Since SPACs normally do deals with an enterprise value of about three to four times their cash, they can wield strong purchasing power while minimizing the effects of dilution caused by warrants and founder shares. SPACs can offer a private company huge sums to go public via a reverse merger. And SPACs can complete a deal substantially more quickly than either a traditional IPO or a direct listing—and without the costs of an investor roadshow or the risks posed by a jittery market.

Traditional IPO Costs Now Greater Deterrent Than Founder Shares

Historically, a noteworthy negative feature of SPAC IPOs relative to traditional IPOs has been the 20% ownership stake taken by a SPAC’s founders or sponsors. The large ownership share represents such a significant cost to investors that it has long worked to steer money away from SPACs in favor of traditional IPOs despite their own high costs. More and more, however, companies are making a different calculation.

Many traditional IPOs in recent months have seen significant first-day price pops—when a company’s shares jump up in price on their first day of trading. When a newly public company sees a “pop,” they are seeing money that could have been theirs, but for a higher valuation.

Recorded data:
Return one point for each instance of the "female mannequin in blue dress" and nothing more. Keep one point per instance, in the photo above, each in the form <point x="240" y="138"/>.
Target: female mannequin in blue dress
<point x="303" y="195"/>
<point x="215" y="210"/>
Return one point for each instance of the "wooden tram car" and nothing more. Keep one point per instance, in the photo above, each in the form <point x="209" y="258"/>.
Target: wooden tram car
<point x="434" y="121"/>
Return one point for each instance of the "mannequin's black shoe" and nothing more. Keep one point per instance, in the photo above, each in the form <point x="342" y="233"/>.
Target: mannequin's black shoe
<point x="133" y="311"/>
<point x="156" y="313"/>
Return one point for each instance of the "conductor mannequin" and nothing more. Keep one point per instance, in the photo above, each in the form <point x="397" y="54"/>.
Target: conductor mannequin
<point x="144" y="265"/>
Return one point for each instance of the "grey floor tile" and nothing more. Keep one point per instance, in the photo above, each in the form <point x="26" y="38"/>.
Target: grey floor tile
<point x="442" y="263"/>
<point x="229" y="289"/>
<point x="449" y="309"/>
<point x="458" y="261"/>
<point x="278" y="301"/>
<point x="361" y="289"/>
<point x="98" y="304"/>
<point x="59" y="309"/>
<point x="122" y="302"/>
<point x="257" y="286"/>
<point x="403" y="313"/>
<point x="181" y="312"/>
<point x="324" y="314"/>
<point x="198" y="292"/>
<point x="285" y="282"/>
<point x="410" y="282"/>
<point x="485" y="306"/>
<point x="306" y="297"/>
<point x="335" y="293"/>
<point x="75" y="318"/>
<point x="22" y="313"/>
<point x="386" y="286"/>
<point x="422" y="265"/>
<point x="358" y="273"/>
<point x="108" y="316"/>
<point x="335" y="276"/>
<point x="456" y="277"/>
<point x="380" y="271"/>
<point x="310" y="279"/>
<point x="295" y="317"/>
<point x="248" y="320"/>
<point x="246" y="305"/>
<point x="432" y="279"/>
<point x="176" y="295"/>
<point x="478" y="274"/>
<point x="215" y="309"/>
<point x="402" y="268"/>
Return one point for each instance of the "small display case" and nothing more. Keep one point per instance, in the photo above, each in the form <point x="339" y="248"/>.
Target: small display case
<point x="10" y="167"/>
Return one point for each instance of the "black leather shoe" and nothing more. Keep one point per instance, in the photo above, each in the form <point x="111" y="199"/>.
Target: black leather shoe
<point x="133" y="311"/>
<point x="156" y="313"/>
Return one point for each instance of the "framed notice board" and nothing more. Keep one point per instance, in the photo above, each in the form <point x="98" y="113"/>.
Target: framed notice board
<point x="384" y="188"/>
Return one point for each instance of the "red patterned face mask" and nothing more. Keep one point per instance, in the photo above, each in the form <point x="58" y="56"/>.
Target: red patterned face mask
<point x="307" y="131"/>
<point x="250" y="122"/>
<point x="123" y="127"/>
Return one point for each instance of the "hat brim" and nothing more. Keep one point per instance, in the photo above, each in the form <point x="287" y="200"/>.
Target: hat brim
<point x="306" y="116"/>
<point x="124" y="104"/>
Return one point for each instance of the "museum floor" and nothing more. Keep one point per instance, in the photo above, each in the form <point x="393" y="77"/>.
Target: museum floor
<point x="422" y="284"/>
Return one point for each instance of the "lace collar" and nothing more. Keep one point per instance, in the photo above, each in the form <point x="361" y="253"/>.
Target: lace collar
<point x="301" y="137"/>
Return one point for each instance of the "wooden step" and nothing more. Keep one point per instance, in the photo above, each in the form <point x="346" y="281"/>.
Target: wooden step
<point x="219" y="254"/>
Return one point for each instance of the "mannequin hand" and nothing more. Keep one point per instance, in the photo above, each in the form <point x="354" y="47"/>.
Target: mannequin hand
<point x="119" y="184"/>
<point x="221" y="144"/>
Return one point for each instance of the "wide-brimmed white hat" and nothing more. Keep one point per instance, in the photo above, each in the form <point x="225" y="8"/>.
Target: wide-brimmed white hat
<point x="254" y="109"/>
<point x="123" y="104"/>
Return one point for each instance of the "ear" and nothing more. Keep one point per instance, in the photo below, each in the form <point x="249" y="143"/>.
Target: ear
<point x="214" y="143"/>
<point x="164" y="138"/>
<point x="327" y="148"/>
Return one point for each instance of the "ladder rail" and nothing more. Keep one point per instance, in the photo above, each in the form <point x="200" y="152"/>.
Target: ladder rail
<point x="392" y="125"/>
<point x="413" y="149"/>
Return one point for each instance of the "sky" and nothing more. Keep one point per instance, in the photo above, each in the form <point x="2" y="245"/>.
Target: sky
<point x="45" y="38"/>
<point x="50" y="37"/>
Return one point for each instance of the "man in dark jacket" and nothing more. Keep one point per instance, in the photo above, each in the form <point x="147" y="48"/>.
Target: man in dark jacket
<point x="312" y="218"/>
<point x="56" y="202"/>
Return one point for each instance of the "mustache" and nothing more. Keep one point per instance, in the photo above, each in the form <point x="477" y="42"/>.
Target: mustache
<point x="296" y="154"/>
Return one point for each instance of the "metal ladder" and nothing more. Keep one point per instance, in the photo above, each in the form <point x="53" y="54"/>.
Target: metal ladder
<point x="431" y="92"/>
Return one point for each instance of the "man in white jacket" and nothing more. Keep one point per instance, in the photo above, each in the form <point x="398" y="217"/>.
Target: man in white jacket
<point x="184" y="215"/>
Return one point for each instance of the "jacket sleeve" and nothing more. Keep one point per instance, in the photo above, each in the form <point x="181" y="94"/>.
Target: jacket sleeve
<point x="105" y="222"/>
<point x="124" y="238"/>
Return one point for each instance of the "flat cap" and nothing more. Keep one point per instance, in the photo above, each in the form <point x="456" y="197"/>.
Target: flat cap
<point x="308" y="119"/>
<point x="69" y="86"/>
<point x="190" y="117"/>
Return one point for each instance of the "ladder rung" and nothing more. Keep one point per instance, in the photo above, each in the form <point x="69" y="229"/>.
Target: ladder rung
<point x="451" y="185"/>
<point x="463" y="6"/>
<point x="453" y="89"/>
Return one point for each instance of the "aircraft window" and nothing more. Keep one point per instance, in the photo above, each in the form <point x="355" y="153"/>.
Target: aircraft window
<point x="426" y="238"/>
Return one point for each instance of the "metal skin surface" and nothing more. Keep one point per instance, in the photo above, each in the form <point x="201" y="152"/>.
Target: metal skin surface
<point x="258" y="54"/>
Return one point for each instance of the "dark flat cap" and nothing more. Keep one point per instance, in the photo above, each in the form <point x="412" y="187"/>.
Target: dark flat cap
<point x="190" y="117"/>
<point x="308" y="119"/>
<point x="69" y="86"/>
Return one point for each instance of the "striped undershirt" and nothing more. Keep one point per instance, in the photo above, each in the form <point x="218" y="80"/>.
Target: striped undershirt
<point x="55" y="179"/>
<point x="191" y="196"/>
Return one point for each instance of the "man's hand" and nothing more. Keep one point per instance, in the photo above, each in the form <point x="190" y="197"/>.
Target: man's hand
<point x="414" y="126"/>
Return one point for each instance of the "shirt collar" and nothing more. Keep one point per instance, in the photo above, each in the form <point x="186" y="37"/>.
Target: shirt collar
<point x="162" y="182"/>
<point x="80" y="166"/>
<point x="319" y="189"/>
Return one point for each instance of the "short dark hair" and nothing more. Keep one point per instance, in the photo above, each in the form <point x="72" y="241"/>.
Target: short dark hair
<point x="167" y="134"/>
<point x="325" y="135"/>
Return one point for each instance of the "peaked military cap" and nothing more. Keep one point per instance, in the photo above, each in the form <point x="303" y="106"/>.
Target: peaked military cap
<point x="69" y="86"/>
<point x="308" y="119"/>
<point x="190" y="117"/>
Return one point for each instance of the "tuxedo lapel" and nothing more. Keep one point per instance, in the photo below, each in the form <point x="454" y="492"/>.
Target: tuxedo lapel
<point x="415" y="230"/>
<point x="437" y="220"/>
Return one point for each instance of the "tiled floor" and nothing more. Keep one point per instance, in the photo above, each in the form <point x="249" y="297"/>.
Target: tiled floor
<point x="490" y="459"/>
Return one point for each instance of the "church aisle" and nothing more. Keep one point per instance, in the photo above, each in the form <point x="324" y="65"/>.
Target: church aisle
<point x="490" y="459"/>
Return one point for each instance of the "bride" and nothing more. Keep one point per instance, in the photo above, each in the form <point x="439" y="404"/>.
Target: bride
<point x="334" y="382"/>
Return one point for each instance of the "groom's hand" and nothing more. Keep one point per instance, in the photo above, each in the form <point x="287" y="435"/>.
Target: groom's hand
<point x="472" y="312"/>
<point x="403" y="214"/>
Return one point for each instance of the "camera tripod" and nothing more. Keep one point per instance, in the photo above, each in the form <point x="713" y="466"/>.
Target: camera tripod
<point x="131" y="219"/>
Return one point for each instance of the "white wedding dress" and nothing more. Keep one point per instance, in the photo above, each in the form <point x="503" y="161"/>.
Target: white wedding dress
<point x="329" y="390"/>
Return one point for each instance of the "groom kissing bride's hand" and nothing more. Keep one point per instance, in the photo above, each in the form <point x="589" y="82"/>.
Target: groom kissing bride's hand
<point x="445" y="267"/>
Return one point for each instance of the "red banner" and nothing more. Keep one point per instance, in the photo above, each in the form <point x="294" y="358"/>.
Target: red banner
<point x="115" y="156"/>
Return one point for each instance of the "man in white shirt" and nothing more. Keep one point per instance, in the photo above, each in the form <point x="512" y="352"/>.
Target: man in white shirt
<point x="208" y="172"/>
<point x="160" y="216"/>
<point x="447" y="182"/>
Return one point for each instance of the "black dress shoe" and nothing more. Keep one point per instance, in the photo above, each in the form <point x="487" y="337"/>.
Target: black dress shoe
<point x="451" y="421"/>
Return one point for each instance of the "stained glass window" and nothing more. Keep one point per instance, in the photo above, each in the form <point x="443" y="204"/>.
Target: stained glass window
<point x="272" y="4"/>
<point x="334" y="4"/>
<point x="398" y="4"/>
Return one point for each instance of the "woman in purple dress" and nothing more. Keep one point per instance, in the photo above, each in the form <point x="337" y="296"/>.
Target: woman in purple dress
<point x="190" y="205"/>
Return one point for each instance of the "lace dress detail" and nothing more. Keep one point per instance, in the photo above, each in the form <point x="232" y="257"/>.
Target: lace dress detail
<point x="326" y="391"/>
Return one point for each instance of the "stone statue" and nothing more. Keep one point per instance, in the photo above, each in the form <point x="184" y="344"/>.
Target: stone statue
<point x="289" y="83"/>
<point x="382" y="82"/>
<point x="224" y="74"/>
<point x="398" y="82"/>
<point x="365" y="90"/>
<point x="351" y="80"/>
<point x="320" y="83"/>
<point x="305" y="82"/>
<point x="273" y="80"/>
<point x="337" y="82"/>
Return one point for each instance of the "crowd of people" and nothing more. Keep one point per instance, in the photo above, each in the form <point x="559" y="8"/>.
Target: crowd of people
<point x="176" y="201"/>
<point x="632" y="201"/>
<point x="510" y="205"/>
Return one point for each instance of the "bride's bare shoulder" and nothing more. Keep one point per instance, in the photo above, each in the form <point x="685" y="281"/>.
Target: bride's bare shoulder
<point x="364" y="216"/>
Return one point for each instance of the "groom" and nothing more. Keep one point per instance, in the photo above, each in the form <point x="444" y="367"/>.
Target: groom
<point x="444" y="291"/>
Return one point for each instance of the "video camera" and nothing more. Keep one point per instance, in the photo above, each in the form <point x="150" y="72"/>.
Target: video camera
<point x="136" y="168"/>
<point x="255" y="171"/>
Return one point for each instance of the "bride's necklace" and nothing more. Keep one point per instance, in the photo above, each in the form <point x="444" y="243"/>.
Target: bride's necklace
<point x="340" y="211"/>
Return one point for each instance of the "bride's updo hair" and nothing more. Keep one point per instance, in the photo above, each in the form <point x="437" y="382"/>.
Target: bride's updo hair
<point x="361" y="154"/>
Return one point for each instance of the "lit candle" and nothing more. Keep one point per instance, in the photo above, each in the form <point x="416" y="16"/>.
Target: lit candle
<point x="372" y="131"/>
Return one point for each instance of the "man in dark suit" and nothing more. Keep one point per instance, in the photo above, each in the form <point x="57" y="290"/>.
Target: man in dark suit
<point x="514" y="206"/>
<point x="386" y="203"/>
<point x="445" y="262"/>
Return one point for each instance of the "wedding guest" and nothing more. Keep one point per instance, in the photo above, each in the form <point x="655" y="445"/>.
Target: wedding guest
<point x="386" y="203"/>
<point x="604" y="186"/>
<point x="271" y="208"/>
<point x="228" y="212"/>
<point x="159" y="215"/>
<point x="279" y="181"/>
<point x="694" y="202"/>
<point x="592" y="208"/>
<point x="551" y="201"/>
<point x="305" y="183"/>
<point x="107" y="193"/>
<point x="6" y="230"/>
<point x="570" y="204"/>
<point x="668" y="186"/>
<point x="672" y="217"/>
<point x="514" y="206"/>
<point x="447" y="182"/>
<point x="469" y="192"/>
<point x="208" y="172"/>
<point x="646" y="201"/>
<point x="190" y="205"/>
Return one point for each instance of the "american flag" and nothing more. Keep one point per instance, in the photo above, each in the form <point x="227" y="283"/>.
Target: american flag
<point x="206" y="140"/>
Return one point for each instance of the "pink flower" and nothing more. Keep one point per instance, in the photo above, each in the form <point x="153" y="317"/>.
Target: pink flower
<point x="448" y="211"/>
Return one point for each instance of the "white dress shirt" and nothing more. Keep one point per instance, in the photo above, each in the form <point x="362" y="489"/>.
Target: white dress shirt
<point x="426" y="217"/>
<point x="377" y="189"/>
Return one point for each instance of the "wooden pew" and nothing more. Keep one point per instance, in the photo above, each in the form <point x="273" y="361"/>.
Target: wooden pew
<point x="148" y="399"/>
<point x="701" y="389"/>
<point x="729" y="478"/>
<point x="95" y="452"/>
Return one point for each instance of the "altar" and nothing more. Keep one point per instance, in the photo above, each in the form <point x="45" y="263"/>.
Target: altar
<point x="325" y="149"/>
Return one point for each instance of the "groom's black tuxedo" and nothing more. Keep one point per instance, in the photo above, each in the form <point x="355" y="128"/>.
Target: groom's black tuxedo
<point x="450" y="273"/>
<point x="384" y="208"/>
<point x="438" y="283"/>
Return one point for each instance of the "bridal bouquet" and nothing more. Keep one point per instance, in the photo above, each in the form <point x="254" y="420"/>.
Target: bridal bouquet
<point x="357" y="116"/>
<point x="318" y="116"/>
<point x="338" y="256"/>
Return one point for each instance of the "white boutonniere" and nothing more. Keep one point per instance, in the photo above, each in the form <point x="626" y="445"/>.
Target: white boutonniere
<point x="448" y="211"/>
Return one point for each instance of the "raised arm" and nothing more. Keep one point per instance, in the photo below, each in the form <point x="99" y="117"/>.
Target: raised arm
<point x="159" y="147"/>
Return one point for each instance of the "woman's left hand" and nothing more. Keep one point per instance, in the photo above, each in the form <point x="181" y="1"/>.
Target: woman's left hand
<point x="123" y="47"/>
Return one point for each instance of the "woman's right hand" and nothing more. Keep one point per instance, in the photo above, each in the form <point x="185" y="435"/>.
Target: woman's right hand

§ Problem requirements
Carry on the passage comparing SPACs with traditional IPOs, picking up after its final sentence on first-day price pops.

§ Answer section
The largest price increases have been with lower- to middle-sized offerings ($100M–$500M) where shares have risen more than 60% since their debuts this year. Offerings larger than $500M have risen more than 22% from offer to first close, more than 27% offer to date, while the smallest traditional IPOs only increased less than 9% on day one and only 3% offer to date. SPAC IPOs increased much more modestly, with offerings over $1B rising the most (5.4%) at close on their first day of trading.

Those price pops enthuse the market, particularly retail investors and day traders who can ride that increase to quick and tidy profits. Other market players like the sponsors, venture capital, and private equity firms complain that these price pops are strong evidence that many traditional IPO offerings have been significantly underpriced—unlike SPAC IPOs, whose first-day performances have generally experienced much smaller gains. They see early large price pops as a substantial cost, tipping the balance in favor of SPACs over the traditional IPO route.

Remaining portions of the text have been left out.